■ Your goal ■
In this exercise, return the whole listing exactly, excluding any images.

■ Record extracts ■

* BEGIN *

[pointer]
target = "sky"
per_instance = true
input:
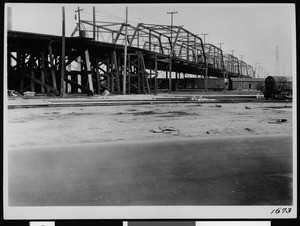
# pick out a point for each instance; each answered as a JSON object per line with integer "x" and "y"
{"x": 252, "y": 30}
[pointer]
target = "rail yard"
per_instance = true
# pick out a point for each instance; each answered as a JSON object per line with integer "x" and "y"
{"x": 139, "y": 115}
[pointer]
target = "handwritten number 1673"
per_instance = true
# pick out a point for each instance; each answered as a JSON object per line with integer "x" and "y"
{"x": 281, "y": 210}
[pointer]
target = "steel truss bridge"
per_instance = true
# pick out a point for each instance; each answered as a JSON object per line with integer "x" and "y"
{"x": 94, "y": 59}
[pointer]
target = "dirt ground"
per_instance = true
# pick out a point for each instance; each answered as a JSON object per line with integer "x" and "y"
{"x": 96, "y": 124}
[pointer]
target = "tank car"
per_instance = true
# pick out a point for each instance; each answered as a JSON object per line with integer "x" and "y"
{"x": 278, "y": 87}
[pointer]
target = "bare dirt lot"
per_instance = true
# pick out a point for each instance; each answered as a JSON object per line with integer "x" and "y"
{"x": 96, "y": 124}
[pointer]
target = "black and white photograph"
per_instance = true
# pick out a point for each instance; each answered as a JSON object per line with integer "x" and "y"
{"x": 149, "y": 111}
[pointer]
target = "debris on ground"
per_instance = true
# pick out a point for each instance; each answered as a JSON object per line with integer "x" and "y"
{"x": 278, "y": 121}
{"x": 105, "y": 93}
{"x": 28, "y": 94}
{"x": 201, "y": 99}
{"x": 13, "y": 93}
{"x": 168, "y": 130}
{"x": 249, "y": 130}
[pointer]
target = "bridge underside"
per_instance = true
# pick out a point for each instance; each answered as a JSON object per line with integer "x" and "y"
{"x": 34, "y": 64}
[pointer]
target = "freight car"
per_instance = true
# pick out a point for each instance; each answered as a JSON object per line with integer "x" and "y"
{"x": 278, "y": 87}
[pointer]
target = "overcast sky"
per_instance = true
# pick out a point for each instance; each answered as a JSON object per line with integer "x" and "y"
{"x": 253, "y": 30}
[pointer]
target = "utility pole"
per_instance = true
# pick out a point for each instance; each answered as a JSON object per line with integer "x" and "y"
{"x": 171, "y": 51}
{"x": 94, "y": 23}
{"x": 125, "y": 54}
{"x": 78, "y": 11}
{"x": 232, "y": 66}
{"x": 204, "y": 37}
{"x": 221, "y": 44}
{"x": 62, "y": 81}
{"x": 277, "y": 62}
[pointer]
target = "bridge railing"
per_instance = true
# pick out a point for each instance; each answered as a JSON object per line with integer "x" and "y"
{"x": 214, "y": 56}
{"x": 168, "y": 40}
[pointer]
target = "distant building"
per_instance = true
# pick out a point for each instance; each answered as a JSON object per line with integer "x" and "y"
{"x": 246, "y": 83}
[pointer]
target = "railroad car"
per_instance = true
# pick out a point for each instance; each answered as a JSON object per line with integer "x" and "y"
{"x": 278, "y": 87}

* END *

■ Correct result ■
[pointer]
target = "sky"
per_instance = true
input:
# pick out a point for each instance; each answered as a JSON object per line with integer "x" and "y"
{"x": 252, "y": 30}
[pointer]
target = "rail yard"
per_instance = true
# pick out a point for each instance; each answered as a JSON object per line with integer "x" and "y"
{"x": 139, "y": 115}
[pointer]
target = "handwritten number 1673"
per_instance = true
# pick out a point for each instance; each answered as a JSON object per line with integer "x" and "y"
{"x": 281, "y": 210}
[pointer]
target = "steel truss bridge"
per_instance = true
# pick out a point for each instance; each answered as a JSON object per line with integer "x" and "y"
{"x": 94, "y": 59}
[pointer]
target = "dirt ground"
per_instance = true
# pick out a point for each instance; each answered as a JSON object per line with integer "x" and "y"
{"x": 96, "y": 124}
[pointer]
target = "tank car"
per_instance = true
# pick out a point for each instance; each answered as a JSON object per line with integer "x" and "y"
{"x": 278, "y": 87}
[pointer]
target = "bare dirt lot"
per_instance = true
# pick out a point for each instance; each answered as a JSON object per line with integer "x" and "y"
{"x": 96, "y": 124}
[pointer]
target = "black and white photograph"
per_instance = true
# pick out a point for each instance; each answered as a JSON object per line with integer "x" and "y"
{"x": 149, "y": 111}
[pointer]
target = "debris on ground"
per_instance = true
# pick out a point for each instance; each answered as a JSON object per line with integer "x" and "y"
{"x": 278, "y": 121}
{"x": 105, "y": 93}
{"x": 28, "y": 94}
{"x": 201, "y": 99}
{"x": 13, "y": 93}
{"x": 168, "y": 130}
{"x": 249, "y": 130}
[pointer]
target = "bridge underside"
per_instance = true
# pick out a point for each instance; each answered as a JSON object per line with integer "x" and "y"
{"x": 34, "y": 64}
[pointer]
target = "freight car"
per_instance = true
# pick out a point for each instance; each answered as a JSON object per line with integer "x" and "y"
{"x": 278, "y": 87}
[pointer]
target = "overcast sky"
per_instance = true
# pick out a point for each instance; each answered as a JSON object per line with integer "x" and "y"
{"x": 253, "y": 30}
[pointer]
target = "utility pole"
per_instance = true
# pick out a point for each instance; each answered as a JSON object per line with integer "x" and "y"
{"x": 171, "y": 51}
{"x": 94, "y": 23}
{"x": 125, "y": 54}
{"x": 78, "y": 11}
{"x": 232, "y": 66}
{"x": 204, "y": 37}
{"x": 221, "y": 44}
{"x": 62, "y": 81}
{"x": 277, "y": 62}
[pointer]
target = "bridge railing"
per_instance = true
# pick out a point for each instance; each answered as a JSON object per line with integer "x" and "y"
{"x": 214, "y": 56}
{"x": 168, "y": 40}
[pointer]
target = "distant building"
per_instance = true
# pick out a point for each instance; each answered as a JSON object per line with integer "x" and "y"
{"x": 246, "y": 83}
[pointer]
target = "railroad car"
per_instance = true
# pick out a point for each instance; each answered as a JSON object per line with integer "x" and "y"
{"x": 278, "y": 87}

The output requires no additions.